*Requirement*.
Write what comes next in the home-improvement blog text, picking up after its last sentence.

*Page text*.
- - - -
Wednesday, March 2, 2011

Slow but Steady Progress

Well... I've been slacking a bit in the faithful posting world but it is what it is! In between work, more work, family life and few other things, we have managed to make somme progress in the home improvement department! We decided to do one room at a time, starting with the downstairs family room. We're still working in there but getting close to being done!

Here's a look at it from a few different angles a month ago:



So bare here!



And here!



And this is what it looks like now:





My father-in-law came up a few weekends ago and helped the hubs put together the sofa table. So much cheaper than purchasing one! I found the lamps at Habitat ReStore before we moved for a whopping three dollars a piece. They started out with the metal parts being a lovely brass color. Love me some brass! Nothing that a can of silver spray paint can't fix! I have plans to put more decorative items on the table but haven't made it to Hobby Lobby just yet...

The hubs and I actually made the bench together. I have to say I'm pretty darn proud of us! We did it with very minimal squabbling and it doesn't look too bad. The baskets are the perfect catch all for shoes, gloves, scarfs and whatever else gets dropped in them. I hate having clutter, or much of anything, lying around but its hard to get the hubs and the munchkin to put everything away. Baskets that encourage dumping seem to be the solution around here! The shelf was a cheap pick-up at JoAnn's. I spray painted it black and then covered the black with a crackle coat. It looks ok but I'm not sure I'll use the crackle stuff again, not super impressed with it. The mirrors I bought somewhere around ten years ago in the Wal-Mart clearance section. They started out an odd silverish nickle color that the hubs truly detested. Nothing that a can of cream spray paint can't fix! Add a few specks of green here and there a voila! I still want to add a cushion and some big pillows to the top of the bench but a quick emergency trip to New York sorta took the extra cash for the month... bummer!

Finally... I bought a new sign for the front door.



I'm so ready for spring!

~Andrea

Saturday, January 1, 2011

Inspiration!

I have been inspired. I am in love and super excited to start sharing with you. What is this new found inspiration you ask? DIY Projects. I.am.in.love. I think this blog might start shifting in such direction so I hope you enjoy the ride!
- - - -
*Record excerpts*.
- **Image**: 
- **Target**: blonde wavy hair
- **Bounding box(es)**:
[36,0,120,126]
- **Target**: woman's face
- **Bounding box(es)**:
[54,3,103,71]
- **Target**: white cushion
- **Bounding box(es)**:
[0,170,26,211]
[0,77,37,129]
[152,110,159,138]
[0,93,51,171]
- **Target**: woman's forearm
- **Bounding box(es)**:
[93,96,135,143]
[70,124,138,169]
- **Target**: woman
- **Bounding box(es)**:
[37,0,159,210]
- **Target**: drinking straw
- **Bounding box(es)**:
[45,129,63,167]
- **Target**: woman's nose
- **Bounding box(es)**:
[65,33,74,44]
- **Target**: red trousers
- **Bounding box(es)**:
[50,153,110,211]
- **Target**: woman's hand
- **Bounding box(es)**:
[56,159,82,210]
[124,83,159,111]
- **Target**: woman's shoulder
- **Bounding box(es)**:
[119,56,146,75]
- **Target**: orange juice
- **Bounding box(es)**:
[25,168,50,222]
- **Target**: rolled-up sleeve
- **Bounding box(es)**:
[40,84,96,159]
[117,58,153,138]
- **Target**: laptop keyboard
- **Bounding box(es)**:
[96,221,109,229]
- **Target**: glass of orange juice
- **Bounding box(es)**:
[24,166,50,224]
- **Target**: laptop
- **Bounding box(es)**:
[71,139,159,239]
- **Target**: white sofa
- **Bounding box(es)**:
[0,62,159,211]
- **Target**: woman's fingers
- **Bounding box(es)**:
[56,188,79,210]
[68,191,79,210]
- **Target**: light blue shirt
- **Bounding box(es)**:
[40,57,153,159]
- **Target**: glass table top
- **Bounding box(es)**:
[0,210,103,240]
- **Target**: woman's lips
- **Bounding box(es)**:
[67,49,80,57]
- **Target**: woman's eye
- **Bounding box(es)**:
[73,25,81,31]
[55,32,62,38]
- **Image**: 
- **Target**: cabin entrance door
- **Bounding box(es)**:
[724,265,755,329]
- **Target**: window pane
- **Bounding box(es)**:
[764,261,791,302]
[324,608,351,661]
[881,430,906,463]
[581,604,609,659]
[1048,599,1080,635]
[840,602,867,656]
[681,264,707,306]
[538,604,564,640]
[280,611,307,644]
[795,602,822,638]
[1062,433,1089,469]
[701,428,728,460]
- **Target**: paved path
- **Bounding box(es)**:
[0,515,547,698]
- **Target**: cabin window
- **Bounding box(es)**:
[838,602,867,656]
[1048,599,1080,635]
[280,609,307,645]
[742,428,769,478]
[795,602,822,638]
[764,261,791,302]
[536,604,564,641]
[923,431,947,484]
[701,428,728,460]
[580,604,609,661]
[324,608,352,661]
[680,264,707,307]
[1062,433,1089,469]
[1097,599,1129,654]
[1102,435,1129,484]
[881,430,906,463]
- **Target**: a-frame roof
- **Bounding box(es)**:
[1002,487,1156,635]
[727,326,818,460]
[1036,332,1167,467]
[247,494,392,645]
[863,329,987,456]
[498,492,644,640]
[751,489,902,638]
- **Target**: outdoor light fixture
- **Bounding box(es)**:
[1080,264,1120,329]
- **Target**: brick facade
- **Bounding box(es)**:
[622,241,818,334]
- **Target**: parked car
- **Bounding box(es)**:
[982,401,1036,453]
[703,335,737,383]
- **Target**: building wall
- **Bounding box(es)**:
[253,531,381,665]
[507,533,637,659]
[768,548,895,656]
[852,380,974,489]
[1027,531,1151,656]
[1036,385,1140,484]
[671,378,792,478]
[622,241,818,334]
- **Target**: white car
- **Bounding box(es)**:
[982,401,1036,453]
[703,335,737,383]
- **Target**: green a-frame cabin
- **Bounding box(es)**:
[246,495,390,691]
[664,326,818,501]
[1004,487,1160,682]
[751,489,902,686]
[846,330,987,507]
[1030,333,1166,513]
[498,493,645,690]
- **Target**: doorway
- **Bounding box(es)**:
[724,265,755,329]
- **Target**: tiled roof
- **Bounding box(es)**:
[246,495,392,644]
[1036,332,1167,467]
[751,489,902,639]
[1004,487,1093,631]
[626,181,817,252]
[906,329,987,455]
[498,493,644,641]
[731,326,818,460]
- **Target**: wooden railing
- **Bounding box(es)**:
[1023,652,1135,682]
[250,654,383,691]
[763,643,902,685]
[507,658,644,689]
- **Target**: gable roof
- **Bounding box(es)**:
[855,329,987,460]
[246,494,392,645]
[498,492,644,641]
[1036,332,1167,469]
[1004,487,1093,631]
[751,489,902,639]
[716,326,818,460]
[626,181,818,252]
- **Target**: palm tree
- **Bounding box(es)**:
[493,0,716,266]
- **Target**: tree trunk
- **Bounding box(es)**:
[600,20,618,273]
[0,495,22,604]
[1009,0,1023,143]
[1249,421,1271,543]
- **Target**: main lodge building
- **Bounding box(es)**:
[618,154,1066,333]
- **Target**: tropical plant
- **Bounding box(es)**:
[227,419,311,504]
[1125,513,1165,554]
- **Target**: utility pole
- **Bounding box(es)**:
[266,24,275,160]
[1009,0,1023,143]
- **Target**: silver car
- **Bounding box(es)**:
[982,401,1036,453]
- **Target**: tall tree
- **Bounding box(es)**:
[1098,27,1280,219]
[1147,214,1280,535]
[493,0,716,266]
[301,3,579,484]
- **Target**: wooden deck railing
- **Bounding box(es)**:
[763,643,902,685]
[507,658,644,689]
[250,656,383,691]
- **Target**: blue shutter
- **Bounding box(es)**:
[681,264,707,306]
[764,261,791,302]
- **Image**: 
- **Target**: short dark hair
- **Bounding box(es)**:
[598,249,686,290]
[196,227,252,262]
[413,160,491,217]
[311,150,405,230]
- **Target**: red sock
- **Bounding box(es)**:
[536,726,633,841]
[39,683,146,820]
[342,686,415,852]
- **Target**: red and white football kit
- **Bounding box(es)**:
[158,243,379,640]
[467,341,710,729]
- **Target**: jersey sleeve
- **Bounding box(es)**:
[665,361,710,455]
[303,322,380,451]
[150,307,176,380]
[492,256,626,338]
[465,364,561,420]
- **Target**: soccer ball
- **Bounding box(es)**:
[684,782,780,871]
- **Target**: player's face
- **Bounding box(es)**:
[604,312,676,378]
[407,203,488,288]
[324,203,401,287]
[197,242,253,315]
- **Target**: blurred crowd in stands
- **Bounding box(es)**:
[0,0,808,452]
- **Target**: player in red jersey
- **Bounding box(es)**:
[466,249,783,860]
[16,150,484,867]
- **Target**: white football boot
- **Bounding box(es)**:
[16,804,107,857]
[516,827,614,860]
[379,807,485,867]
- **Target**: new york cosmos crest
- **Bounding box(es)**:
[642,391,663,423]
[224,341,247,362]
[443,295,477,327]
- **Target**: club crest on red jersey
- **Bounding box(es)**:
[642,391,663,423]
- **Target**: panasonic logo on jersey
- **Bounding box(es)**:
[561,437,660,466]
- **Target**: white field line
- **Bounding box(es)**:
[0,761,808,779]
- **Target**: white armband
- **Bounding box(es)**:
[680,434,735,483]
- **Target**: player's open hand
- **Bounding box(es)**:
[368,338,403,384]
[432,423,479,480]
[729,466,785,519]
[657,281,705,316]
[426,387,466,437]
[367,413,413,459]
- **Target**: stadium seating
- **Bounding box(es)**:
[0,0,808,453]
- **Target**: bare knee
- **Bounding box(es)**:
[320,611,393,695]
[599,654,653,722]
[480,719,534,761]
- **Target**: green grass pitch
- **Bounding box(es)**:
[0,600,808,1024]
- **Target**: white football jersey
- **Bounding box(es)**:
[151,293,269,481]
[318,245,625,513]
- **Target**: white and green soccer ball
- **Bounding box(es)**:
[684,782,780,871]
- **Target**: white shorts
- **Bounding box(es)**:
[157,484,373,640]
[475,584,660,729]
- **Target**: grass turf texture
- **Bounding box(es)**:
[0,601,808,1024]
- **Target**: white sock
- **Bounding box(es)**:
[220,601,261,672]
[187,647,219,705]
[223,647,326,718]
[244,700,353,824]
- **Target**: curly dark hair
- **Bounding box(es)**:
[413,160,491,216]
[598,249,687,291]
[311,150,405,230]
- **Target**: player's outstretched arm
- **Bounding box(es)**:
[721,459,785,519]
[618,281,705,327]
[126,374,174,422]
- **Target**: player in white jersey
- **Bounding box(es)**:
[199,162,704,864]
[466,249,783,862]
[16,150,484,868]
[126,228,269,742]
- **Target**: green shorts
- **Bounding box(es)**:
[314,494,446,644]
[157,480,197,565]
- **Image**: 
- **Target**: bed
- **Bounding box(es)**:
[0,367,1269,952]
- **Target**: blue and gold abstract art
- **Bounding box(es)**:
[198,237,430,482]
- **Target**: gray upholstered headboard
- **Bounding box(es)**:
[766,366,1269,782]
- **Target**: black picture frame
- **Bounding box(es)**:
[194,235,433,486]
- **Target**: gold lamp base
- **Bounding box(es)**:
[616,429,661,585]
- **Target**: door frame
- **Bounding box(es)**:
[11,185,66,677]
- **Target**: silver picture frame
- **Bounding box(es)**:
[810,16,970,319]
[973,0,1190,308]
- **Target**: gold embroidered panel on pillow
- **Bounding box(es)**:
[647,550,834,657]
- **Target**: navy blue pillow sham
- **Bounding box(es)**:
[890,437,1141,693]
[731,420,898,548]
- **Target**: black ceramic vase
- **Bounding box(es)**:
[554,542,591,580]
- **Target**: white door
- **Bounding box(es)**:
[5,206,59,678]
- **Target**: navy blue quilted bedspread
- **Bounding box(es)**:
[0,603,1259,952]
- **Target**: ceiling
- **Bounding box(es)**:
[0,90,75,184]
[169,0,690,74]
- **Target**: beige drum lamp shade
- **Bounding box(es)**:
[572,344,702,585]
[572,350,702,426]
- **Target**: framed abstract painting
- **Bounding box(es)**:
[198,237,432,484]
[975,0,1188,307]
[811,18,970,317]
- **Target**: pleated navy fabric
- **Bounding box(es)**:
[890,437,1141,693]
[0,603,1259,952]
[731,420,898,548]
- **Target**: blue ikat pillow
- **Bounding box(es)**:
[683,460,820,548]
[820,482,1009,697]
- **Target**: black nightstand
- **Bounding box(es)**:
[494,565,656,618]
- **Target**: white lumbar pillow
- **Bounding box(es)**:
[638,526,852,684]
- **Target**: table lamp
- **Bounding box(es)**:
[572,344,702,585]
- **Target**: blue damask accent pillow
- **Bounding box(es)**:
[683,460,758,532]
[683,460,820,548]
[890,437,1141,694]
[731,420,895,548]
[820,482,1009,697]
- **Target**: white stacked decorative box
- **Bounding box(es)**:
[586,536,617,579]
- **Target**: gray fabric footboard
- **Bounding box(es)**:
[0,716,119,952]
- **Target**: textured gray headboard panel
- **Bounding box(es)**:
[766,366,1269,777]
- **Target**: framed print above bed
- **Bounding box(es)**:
- - - -
*Result of this task*.
My first project? Well... we just moved into a new house. A larger house, which is quite lovely in that I'm not running into walls constantly anymore but not so lovely in that we're a a little short on furniture. Although I've been drooling over the Ethan Allen catalog lately... I'm thinking the New Country Media Center would look b.e.a..utiful in my loft... I just can't quite bring myself to pay $5,000+ for an entertainment center. On to the new inspiration... ReStore by Habitat for Humanity and the GoodWill Store. I.love.them. They are my newest bestties.

Listen to me get carried away... entertainment centers. Something nice and pretty, dark wood with silver knobs. Yes, yes... this is what I'm dreaming of! Price... well... how about... $15. Um yeah.. I think that sounds fantastic. Not possible you say... let's see about that...

Here's what I bought:





Oh yes. I bought this lovely little dresser for $15. Wait, wait you say... I thought we were talking about entertainment centers. We are! Keep watching...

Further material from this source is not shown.